*WHAT TO PRODUCE*
From the forum thread below, list each latent class label that the first post gives as an example.

*DOCUMENT TEXT*
※
ACE Analyses of Categorical Variables Generated from a Mixture Model

srw7va · June 7, 2022, 4:18pm

I am wondering if there are recommendations for conducting an ACE analysis on categorical data generated from a mixture model, such as a latent class growth model with individuals falling in Class_1, Class_2, or Class_3. Would it be appropriate to conduct the ACE analysis on the categorical latent class variable assuming that the latent classes are discrete? Or would it be more appropriate to conduct the ACE analysis on the continuous (although likely highly skewed) posterior probabilities?

michael.neale · June 7, 2022, 10:29pm

Lindon Eaves wrote a nice paper on latent class analysis with data from relatives, here: https://vipbg.vcu.edu/vipbg/Articles/behavior-analyzing-1993.pdf - it’s one place to start thinking about twins and LCA.
※
*DATA FOR ANALYSIS*
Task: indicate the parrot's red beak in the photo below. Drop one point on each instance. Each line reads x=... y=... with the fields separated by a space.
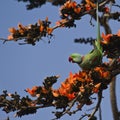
x=70 y=59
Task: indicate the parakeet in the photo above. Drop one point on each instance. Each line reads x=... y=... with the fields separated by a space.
x=94 y=57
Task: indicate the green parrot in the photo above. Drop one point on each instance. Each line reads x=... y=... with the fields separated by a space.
x=94 y=57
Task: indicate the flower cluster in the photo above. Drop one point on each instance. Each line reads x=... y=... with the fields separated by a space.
x=31 y=33
x=72 y=10
x=77 y=88
x=111 y=44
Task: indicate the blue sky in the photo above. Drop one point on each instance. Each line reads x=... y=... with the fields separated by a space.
x=23 y=66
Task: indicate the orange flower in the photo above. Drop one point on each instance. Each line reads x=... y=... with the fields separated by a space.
x=87 y=7
x=106 y=38
x=77 y=10
x=12 y=30
x=10 y=37
x=96 y=88
x=41 y=28
x=118 y=33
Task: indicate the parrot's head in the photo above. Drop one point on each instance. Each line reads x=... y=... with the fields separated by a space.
x=75 y=58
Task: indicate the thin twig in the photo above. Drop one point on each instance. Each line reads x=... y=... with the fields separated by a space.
x=97 y=106
x=113 y=99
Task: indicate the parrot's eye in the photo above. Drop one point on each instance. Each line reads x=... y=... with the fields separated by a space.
x=70 y=59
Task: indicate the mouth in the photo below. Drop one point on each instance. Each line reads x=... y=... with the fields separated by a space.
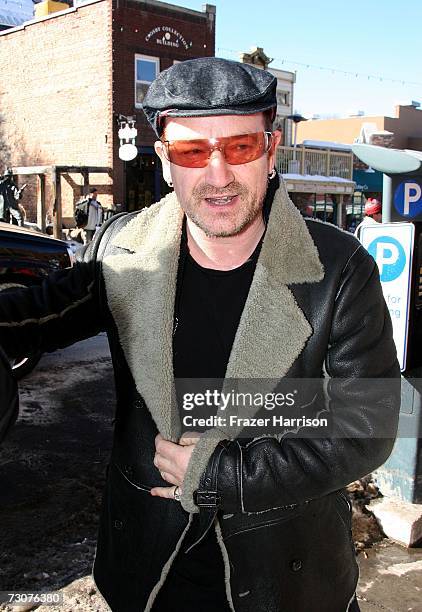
x=221 y=200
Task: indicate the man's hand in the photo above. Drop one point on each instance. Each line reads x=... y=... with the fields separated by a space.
x=172 y=461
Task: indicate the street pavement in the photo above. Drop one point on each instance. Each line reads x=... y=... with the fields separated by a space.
x=52 y=471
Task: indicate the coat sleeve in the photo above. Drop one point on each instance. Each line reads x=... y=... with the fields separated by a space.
x=9 y=404
x=254 y=476
x=62 y=310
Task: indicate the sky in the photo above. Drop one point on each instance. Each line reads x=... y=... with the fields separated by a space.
x=379 y=38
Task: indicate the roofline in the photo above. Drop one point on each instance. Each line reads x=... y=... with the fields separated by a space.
x=25 y=24
x=180 y=9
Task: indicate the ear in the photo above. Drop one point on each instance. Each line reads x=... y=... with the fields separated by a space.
x=159 y=149
x=272 y=152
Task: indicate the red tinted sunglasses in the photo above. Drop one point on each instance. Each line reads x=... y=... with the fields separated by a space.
x=240 y=149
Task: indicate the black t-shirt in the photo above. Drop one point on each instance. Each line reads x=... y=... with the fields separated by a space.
x=209 y=304
x=208 y=307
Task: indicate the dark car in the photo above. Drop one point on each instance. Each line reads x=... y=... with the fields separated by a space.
x=26 y=258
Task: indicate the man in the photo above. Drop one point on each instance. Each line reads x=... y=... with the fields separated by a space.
x=222 y=278
x=373 y=214
x=95 y=215
x=9 y=198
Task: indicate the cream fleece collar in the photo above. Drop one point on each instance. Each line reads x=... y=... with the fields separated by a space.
x=141 y=283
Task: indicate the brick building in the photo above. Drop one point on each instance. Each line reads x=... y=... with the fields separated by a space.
x=285 y=90
x=74 y=72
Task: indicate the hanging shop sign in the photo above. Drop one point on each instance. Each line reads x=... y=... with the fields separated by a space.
x=167 y=37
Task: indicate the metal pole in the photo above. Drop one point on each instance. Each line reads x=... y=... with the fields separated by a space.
x=387 y=198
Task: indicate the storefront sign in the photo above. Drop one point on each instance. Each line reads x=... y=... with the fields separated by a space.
x=167 y=37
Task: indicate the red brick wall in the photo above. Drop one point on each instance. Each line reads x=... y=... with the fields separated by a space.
x=133 y=23
x=57 y=98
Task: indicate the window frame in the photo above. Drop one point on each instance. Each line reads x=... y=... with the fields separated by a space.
x=149 y=58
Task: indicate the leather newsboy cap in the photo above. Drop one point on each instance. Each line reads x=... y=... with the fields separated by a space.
x=208 y=86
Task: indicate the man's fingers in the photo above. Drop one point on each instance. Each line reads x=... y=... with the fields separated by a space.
x=169 y=478
x=189 y=438
x=167 y=492
x=166 y=449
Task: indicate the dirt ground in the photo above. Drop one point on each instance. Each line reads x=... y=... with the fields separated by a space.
x=52 y=469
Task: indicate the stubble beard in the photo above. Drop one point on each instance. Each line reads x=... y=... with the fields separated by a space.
x=251 y=207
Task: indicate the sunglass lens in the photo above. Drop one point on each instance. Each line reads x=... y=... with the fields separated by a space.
x=189 y=153
x=244 y=148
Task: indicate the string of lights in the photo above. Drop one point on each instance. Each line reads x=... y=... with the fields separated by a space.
x=353 y=73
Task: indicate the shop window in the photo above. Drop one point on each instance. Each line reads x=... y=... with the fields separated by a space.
x=146 y=70
x=283 y=98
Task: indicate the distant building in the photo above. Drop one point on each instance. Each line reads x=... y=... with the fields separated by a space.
x=76 y=74
x=15 y=12
x=285 y=88
x=404 y=131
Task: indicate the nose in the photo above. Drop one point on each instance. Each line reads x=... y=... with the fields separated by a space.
x=218 y=171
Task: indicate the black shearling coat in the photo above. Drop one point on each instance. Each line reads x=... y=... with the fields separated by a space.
x=315 y=309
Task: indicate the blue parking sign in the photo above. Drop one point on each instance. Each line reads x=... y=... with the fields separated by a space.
x=408 y=198
x=391 y=245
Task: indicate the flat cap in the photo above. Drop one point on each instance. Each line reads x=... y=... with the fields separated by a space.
x=208 y=86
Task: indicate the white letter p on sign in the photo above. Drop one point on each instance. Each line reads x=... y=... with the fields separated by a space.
x=386 y=255
x=412 y=193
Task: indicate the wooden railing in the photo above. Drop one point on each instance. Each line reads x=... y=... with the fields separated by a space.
x=314 y=162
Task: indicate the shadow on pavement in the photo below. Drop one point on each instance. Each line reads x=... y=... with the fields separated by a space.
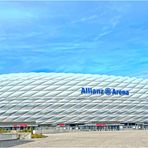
x=10 y=143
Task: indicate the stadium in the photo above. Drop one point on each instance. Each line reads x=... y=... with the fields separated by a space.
x=73 y=100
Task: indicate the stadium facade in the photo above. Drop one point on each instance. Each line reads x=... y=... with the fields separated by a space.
x=59 y=98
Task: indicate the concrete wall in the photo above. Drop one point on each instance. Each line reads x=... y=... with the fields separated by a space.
x=9 y=136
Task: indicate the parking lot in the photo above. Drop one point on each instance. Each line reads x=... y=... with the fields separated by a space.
x=112 y=139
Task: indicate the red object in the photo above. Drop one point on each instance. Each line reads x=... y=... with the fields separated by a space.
x=100 y=124
x=61 y=124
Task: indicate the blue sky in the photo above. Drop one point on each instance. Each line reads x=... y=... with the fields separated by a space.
x=74 y=37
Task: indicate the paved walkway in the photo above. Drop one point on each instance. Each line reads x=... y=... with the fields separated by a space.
x=116 y=139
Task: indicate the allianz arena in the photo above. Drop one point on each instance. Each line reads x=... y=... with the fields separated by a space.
x=54 y=98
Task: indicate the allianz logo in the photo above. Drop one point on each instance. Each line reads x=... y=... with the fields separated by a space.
x=106 y=91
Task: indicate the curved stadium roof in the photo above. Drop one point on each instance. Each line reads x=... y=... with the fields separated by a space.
x=57 y=98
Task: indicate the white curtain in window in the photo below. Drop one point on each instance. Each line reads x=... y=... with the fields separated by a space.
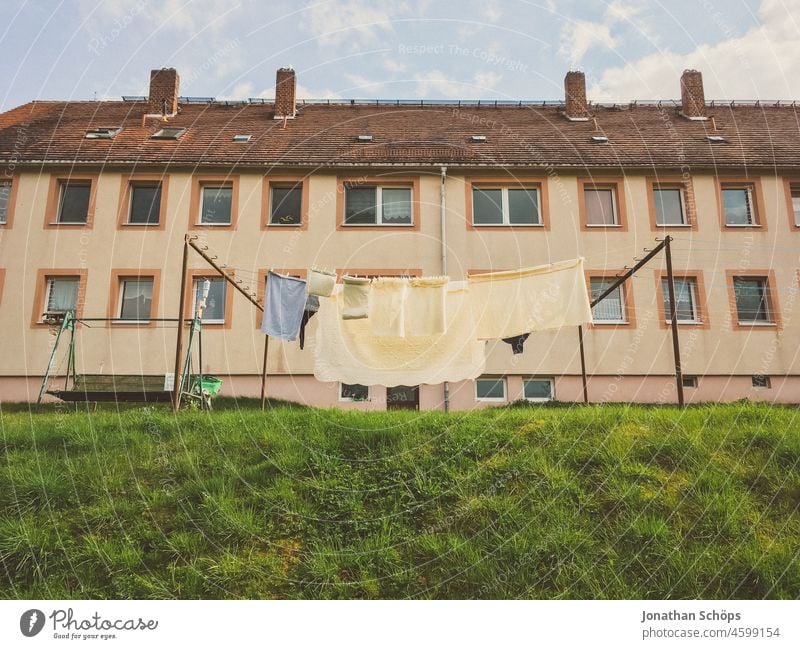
x=63 y=295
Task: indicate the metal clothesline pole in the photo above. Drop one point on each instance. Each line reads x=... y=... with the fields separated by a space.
x=192 y=241
x=176 y=387
x=676 y=352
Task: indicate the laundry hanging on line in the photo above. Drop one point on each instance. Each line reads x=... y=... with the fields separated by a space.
x=321 y=282
x=310 y=310
x=347 y=351
x=284 y=303
x=355 y=295
x=387 y=299
x=515 y=302
x=517 y=343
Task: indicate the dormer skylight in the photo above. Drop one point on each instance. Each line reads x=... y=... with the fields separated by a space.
x=168 y=133
x=102 y=132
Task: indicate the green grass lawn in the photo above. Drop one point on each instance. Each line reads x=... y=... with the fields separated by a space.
x=520 y=502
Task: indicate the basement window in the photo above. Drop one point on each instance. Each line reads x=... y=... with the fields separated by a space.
x=168 y=133
x=102 y=133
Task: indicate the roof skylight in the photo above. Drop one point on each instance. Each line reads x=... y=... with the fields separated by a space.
x=168 y=133
x=102 y=132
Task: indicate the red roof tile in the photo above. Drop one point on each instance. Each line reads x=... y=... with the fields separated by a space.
x=325 y=135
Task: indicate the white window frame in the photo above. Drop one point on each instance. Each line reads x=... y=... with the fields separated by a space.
x=62 y=187
x=195 y=281
x=351 y=399
x=132 y=189
x=202 y=201
x=504 y=207
x=540 y=399
x=693 y=291
x=379 y=207
x=614 y=206
x=771 y=319
x=121 y=297
x=622 y=303
x=681 y=193
x=690 y=381
x=4 y=212
x=794 y=188
x=272 y=188
x=503 y=382
x=49 y=288
x=750 y=190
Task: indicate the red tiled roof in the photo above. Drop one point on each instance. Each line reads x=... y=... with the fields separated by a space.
x=325 y=135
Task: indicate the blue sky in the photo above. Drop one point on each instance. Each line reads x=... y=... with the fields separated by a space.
x=493 y=49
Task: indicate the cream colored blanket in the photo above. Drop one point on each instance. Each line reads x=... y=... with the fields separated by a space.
x=347 y=351
x=515 y=302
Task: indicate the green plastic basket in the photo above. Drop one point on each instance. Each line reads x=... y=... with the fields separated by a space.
x=211 y=385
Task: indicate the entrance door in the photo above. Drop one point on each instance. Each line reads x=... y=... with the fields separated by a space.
x=402 y=397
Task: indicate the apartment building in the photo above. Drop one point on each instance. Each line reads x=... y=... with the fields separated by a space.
x=96 y=198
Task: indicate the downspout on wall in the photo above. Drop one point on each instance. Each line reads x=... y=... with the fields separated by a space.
x=443 y=244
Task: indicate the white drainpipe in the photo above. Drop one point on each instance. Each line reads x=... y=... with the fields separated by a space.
x=443 y=243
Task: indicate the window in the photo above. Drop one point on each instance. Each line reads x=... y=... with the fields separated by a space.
x=145 y=205
x=5 y=198
x=505 y=206
x=752 y=299
x=136 y=298
x=215 y=204
x=737 y=205
x=669 y=206
x=102 y=133
x=62 y=294
x=795 y=198
x=490 y=389
x=213 y=312
x=612 y=307
x=685 y=299
x=601 y=206
x=353 y=392
x=73 y=202
x=377 y=205
x=169 y=133
x=537 y=389
x=286 y=205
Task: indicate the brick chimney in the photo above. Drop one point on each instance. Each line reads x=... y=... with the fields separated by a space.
x=693 y=101
x=285 y=90
x=576 y=109
x=164 y=89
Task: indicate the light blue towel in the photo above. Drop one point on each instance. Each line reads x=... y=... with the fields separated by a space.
x=284 y=302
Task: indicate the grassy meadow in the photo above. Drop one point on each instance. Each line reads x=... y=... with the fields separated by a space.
x=531 y=501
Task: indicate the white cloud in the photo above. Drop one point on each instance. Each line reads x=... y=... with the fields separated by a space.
x=578 y=37
x=762 y=63
x=351 y=21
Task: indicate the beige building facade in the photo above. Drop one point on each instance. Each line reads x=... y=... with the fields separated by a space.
x=736 y=254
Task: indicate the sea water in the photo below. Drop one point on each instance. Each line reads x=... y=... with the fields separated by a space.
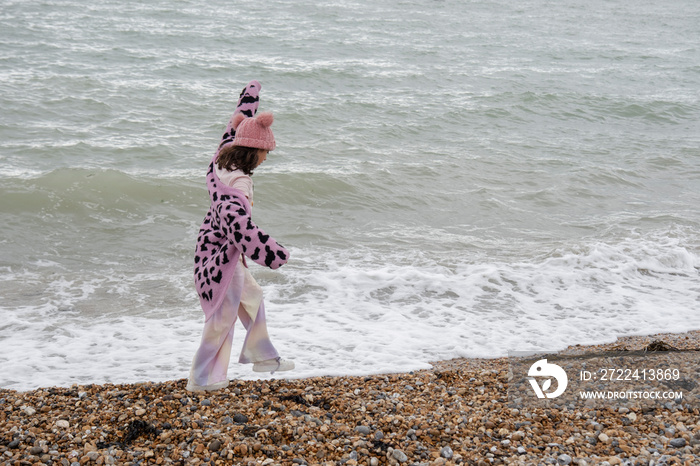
x=452 y=178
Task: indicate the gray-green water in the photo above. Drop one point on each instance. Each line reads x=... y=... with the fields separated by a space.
x=452 y=178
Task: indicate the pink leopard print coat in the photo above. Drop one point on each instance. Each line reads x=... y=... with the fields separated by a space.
x=228 y=231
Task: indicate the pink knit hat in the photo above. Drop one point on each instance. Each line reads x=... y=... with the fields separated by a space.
x=255 y=131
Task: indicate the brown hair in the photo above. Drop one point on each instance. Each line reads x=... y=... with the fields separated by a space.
x=238 y=157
※
*EXERCISE ANSWER*
Class_1, Class_2, Class_3